* [WHAT IS EXPECTED]:
Ignoring the images, restate the records below word for word.

Saved data entries:
-- Opening Marker --
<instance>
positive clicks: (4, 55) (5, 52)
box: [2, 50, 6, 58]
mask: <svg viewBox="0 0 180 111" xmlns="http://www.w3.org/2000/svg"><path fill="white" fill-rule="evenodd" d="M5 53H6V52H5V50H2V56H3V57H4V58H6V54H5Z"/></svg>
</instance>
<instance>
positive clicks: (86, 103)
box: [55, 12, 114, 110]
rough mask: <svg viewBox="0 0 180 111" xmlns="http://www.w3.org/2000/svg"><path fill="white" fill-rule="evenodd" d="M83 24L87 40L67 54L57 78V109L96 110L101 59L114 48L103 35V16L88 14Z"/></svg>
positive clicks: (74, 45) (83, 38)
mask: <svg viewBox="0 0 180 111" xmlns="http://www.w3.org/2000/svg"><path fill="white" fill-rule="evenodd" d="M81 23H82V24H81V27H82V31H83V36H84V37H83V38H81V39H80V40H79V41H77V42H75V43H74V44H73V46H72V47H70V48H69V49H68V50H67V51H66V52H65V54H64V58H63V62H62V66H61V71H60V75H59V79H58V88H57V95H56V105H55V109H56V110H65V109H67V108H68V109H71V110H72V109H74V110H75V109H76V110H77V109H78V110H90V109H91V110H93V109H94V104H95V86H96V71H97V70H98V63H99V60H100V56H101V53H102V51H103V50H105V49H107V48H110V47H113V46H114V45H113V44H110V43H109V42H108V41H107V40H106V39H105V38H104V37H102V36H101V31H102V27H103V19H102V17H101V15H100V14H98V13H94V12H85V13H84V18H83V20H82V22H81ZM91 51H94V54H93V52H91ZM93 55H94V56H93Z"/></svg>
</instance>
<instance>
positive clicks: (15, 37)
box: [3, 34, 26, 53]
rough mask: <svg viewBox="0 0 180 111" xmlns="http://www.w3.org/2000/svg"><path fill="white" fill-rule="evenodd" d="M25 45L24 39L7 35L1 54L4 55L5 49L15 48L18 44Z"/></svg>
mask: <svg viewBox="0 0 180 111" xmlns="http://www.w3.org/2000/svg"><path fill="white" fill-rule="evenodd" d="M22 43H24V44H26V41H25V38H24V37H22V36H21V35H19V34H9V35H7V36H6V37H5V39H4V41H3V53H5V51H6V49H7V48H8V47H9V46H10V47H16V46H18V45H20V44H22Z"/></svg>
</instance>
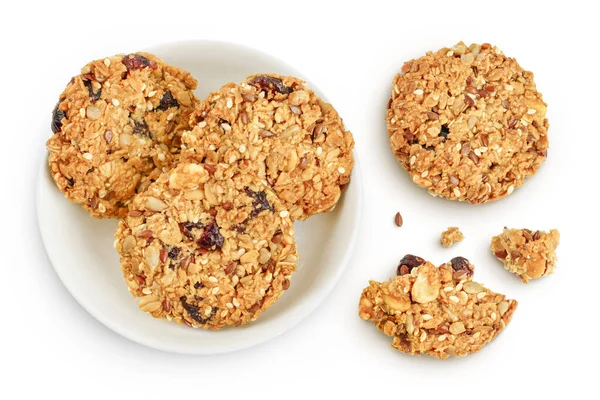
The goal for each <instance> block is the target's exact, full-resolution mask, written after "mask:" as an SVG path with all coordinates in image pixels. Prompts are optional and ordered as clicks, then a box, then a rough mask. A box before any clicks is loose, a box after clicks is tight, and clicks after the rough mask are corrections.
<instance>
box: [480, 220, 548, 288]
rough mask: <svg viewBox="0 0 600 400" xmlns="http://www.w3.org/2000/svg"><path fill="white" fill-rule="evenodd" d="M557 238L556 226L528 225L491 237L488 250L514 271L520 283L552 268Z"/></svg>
-- Closing Marker --
* [ANSWER SECTION]:
<instance>
positive clicks: (4, 55) (5, 52)
box: [2, 50, 6, 58]
mask: <svg viewBox="0 0 180 111" xmlns="http://www.w3.org/2000/svg"><path fill="white" fill-rule="evenodd" d="M5 53H6V52H5V50H2V56H3V57H4V58H6V54H5Z"/></svg>
</instance>
<instance>
positive clicks: (86, 103)
box: [55, 12, 114, 110]
rough mask: <svg viewBox="0 0 180 111" xmlns="http://www.w3.org/2000/svg"><path fill="white" fill-rule="evenodd" d="M83 24L87 40L67 54L57 78V109L96 110L101 59L114 48L103 35V16L88 14Z"/></svg>
positive clicks: (74, 45) (83, 38)
mask: <svg viewBox="0 0 180 111" xmlns="http://www.w3.org/2000/svg"><path fill="white" fill-rule="evenodd" d="M81 23H82V24H81V27H82V31H83V36H84V37H83V38H81V39H80V40H79V41H77V42H75V43H74V44H73V46H72V47H70V48H69V49H68V50H67V51H66V52H65V54H64V58H63V62H62V66H61V71H60V75H59V79H58V88H57V95H56V105H55V109H56V110H65V109H67V108H68V109H71V110H72V109H74V110H75V109H76V110H77V109H78V110H90V109H91V110H93V109H94V104H95V86H96V71H97V70H98V63H99V60H100V56H101V53H102V51H103V50H105V49H107V48H110V47H113V46H114V45H113V44H110V43H109V42H108V41H107V40H106V39H105V38H104V37H102V36H101V31H102V27H103V19H102V17H101V15H100V14H98V13H94V12H85V13H84V18H83V20H82V22H81ZM91 51H94V54H93V52H91ZM93 55H94V56H93Z"/></svg>
</instance>
<instance>
positive clicks: (15, 37)
box: [3, 34, 26, 53]
rough mask: <svg viewBox="0 0 180 111" xmlns="http://www.w3.org/2000/svg"><path fill="white" fill-rule="evenodd" d="M25 45L24 39L7 35L1 54L4 55L5 49L15 48L18 44Z"/></svg>
mask: <svg viewBox="0 0 180 111" xmlns="http://www.w3.org/2000/svg"><path fill="white" fill-rule="evenodd" d="M22 43H24V44H26V41H25V38H24V37H22V36H21V35H19V34H9V35H7V36H6V37H5V39H4V41H3V53H5V51H6V49H7V48H8V47H9V46H10V47H16V46H18V45H20V44H22Z"/></svg>
</instance>
The goal for each <instance> block is the target's exact, full-resolution mask, written after "mask:" as an SVG path with all coordinates in image pixels. Prompts are optional and ordered as clicks, then a box, then a rough mask. A box before any clicks is loose, a box after clicks is tight, and clicks after the rough mask are corrections.
<instance>
box: [480, 220, 548, 288]
rough mask: <svg viewBox="0 0 600 400" xmlns="http://www.w3.org/2000/svg"><path fill="white" fill-rule="evenodd" d="M557 238L556 226L528 225L491 237L488 250L514 271L520 283L552 268Z"/></svg>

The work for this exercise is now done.